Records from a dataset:
- - - - - - -

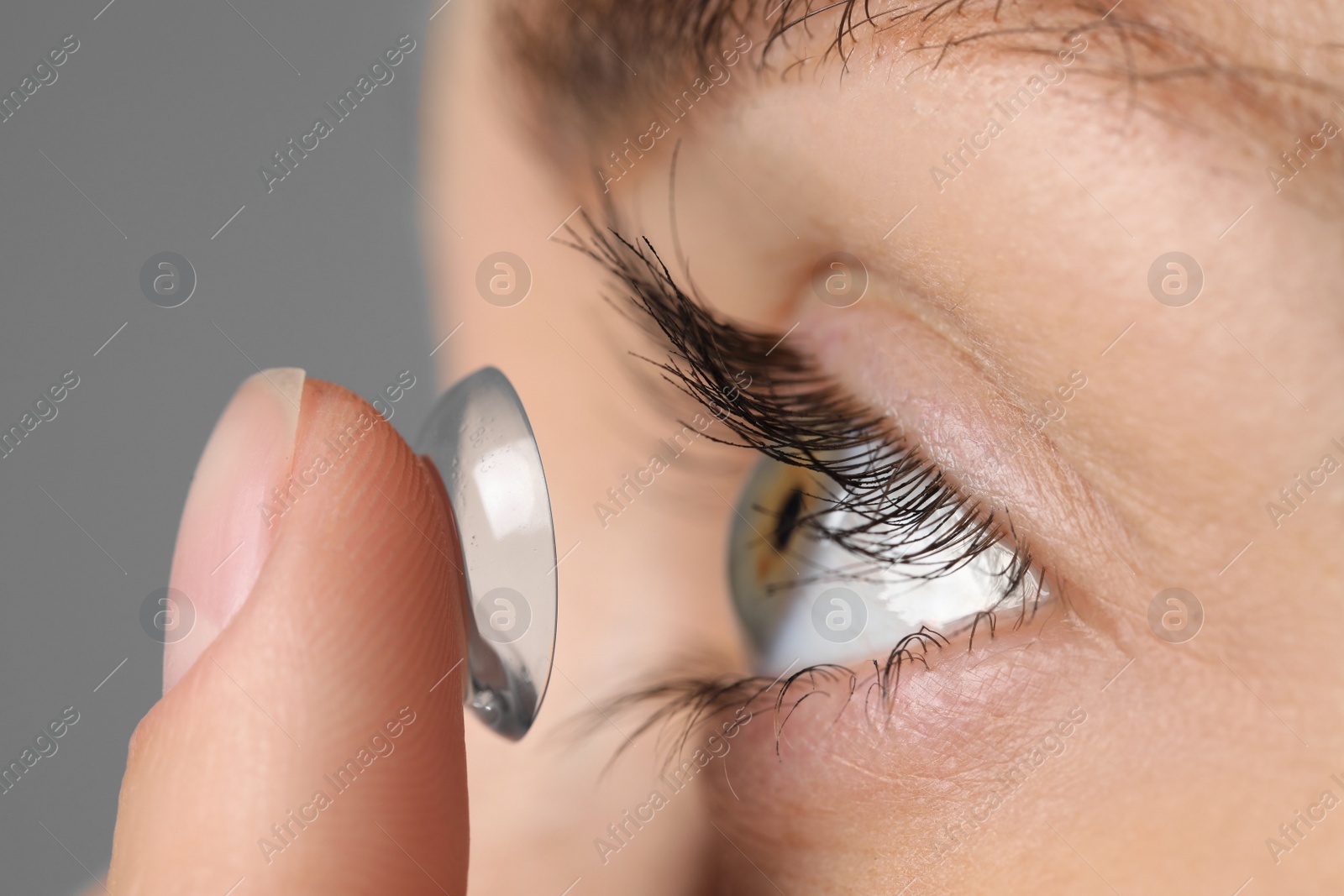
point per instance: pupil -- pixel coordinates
(788, 520)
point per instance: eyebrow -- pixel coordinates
(593, 67)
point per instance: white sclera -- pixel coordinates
(483, 446)
(819, 604)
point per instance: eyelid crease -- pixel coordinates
(799, 416)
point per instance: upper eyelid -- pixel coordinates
(800, 417)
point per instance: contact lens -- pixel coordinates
(480, 443)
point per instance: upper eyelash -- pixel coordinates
(799, 416)
(907, 512)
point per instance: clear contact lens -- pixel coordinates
(481, 443)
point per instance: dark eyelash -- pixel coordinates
(909, 513)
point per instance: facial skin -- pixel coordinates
(1028, 265)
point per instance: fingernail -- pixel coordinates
(226, 530)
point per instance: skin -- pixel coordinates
(1180, 761)
(979, 307)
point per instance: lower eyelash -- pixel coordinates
(909, 513)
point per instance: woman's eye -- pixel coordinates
(808, 591)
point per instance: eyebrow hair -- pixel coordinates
(588, 69)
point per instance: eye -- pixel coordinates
(819, 577)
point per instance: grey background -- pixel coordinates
(161, 118)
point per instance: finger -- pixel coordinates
(313, 741)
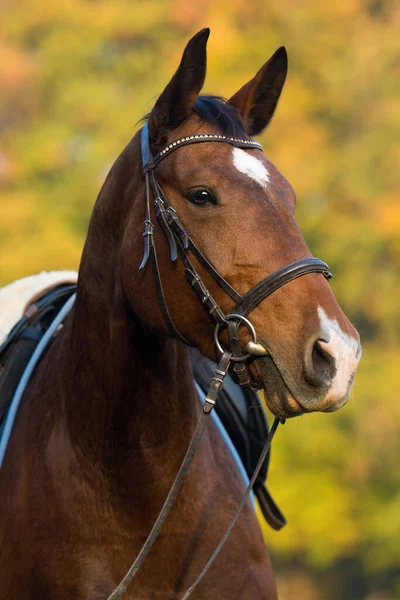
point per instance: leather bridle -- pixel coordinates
(235, 357)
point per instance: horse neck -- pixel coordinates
(133, 391)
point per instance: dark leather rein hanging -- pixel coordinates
(234, 358)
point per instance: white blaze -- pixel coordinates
(344, 349)
(251, 166)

- - - - - - -

> **Problem statement**: Pictures are to be excluded; the records themselves are to be reproduced exactly.

> **Written answer**:
point per instance: pupil -- pixel coordinates
(788, 520)
point per instance: eyebrow -- pixel coordinates
(593, 67)
point per instance: white sclera -- pixel coordinates
(483, 446)
(819, 604)
point per instance: eyelid crease -- pixel coordinates
(799, 416)
point per instance: upper eyelid -- pixel coordinates
(800, 417)
point per instance: contact lens -- pixel coordinates
(480, 443)
point per instance: upper eyelash -- pixel coordinates
(799, 416)
(907, 512)
point per instance: clear contact lens -- pixel coordinates
(481, 443)
point per instance: dark eyelash -- pixel coordinates
(909, 513)
point per instance: facial skin -- pixel coordinates
(1028, 265)
point per instance: fingernail -- pixel coordinates
(226, 530)
point per instance: skin -- pixel coordinates
(1180, 761)
(979, 307)
point per instance: lower eyelash -- pixel coordinates
(909, 513)
point per instance: woman's eye -- pixel coordinates
(808, 591)
point per instance: eyebrow hair -- pixel coordinates
(588, 69)
point per instance: eye -- pixel coordinates
(819, 577)
point per instance: grey background -- pixel coordinates
(161, 118)
point per instance: finger -- pixel coordinates
(313, 741)
point per instance: leather bridle -- pixel coordinates
(235, 357)
point per instance: horse neck -- pixel coordinates
(133, 391)
point per instance: dark leather rein hanging -- pixel coordinates
(234, 358)
point per instance: white blaze -- pixel coordinates
(344, 349)
(251, 166)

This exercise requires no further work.